§ Objetivo
Localiza en las filas cada línea que contenga la palabra "mountain" y cópiala completa. Distingue entre mayúsculas y minúsculas.

§ Material
┏━━

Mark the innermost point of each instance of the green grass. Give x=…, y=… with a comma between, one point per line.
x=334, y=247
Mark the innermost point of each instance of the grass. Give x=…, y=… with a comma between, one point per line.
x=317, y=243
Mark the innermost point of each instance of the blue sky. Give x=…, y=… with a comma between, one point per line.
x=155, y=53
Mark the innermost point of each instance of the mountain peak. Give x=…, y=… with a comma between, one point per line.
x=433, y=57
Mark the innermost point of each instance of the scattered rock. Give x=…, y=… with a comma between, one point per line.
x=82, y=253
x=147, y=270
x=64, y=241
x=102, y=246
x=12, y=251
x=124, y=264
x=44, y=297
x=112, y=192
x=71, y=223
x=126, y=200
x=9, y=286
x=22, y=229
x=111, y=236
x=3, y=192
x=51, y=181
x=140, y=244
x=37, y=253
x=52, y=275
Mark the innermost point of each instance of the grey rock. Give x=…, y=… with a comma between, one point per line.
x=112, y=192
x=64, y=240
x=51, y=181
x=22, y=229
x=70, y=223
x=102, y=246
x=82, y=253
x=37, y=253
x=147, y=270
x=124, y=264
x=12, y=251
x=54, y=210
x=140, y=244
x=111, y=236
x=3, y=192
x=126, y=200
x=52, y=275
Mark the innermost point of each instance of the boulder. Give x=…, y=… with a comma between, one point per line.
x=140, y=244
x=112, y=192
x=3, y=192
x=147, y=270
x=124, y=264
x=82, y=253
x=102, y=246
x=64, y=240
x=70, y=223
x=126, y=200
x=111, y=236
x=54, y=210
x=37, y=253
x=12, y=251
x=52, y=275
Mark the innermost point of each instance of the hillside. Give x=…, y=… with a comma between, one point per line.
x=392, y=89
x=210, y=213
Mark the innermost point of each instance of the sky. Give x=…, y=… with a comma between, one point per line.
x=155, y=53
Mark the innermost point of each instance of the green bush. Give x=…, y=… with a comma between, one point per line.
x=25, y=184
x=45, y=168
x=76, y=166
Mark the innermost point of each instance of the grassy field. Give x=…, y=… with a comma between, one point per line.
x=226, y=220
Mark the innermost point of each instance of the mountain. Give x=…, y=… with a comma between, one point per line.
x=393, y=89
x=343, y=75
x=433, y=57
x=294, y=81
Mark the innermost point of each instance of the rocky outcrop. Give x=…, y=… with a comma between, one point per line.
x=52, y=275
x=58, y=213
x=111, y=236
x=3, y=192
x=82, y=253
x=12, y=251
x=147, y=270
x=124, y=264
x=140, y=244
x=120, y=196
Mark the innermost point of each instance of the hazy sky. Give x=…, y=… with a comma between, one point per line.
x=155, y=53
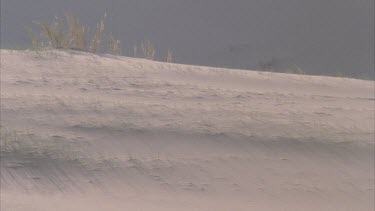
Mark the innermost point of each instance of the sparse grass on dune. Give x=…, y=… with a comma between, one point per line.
x=69, y=33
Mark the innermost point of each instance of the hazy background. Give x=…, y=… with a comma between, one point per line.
x=321, y=36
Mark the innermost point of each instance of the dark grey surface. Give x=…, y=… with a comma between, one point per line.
x=321, y=36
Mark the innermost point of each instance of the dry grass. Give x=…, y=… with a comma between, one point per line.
x=170, y=56
x=148, y=50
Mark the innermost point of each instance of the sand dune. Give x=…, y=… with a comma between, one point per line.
x=98, y=132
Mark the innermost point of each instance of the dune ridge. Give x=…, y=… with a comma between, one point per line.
x=109, y=132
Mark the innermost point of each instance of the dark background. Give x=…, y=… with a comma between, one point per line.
x=329, y=37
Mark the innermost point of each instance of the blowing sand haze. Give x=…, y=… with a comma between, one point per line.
x=98, y=132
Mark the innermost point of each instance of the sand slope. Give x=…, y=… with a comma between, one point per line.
x=88, y=132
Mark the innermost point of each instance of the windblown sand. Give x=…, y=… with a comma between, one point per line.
x=88, y=132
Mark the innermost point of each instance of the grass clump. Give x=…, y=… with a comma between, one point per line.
x=69, y=33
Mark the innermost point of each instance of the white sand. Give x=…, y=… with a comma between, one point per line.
x=88, y=132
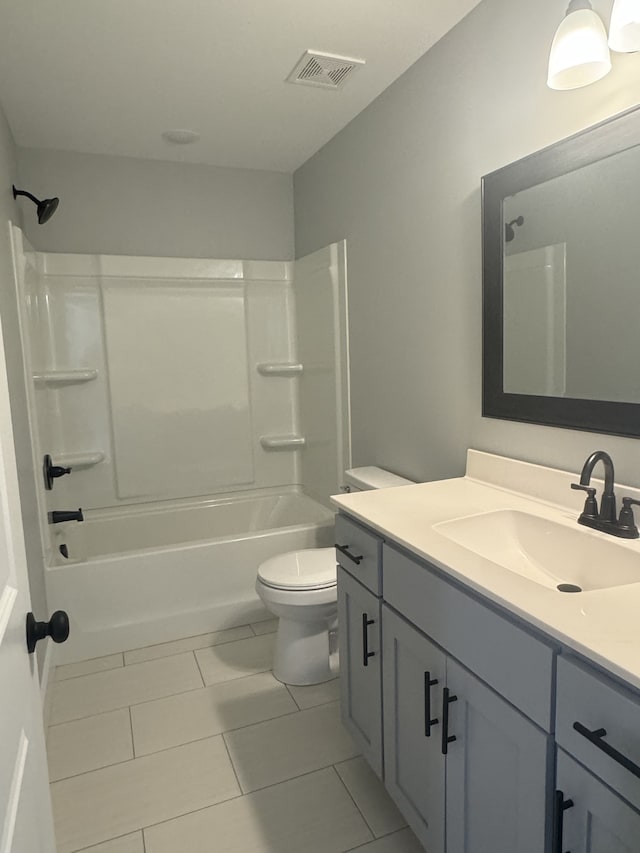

┗━━

§ Resultado
Mark the innermost point of each instance of the mountain peak. Give x=…, y=… with a comma between, one point per line.
Mark the innermost point of each instance of the mountain. Give x=…, y=… with a comma between, one point per line.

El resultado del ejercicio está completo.